TASK ITEM:
Copy out the entries that follow, exactly as written.

Data excerpts:

☆ ☆ ☆ ☆ ☆ ☆ ☆

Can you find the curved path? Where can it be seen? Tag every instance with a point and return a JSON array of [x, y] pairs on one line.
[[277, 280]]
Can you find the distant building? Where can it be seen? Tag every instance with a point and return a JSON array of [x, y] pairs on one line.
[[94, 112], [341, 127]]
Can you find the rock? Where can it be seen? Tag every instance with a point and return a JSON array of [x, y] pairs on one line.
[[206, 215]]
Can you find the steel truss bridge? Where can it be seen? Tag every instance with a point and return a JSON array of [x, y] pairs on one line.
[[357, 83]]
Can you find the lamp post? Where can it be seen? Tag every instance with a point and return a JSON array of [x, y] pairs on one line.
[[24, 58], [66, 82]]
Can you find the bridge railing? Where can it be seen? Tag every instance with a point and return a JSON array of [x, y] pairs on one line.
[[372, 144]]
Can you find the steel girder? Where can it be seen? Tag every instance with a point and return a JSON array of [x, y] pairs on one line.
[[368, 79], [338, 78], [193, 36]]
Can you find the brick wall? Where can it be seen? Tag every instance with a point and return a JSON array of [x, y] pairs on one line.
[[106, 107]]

☆ ☆ ☆ ☆ ☆ ☆ ☆

EXERCISE OUTPUT:
Can you find the curved path? Where can it be seen? Tag every instance with a point and return a JSON array of [x, y] pairs on one line.
[[277, 280]]
Can you find the distant building? Where can it be seen? Tag every instance with a point and return a JSON array of [x, y] pairs on one line.
[[94, 112], [341, 127]]
Can you find the rock? Where can it be seen? Tag every instance with a point and return a JSON array of [x, y] pairs on one line.
[[206, 215]]
Can you find the steel truss bridge? Where can it be seen? Tag every instance with a point and return a JSON array of [x, y] pairs on one line.
[[357, 83]]
Can you find the lamp post? Where can it be seen? Tag every instance with a point and return a JSON array of [x, y] pairs on one line.
[[24, 58], [66, 82]]
Can you find the bridge railing? Where can it be seen? Tag every instance with a point and return a JSON array of [x, y] pairs on one line.
[[372, 144]]
Can you find the steel girder? Where can it be seen? Tag every instance with a point and return a JSON array of [x, y] pairs on one line.
[[368, 79], [338, 78], [193, 36]]
Can you find the brick wall? Where can it be seen? Tag every instance with a point and return a JSON array of [x, y] pairs on one line.
[[106, 107]]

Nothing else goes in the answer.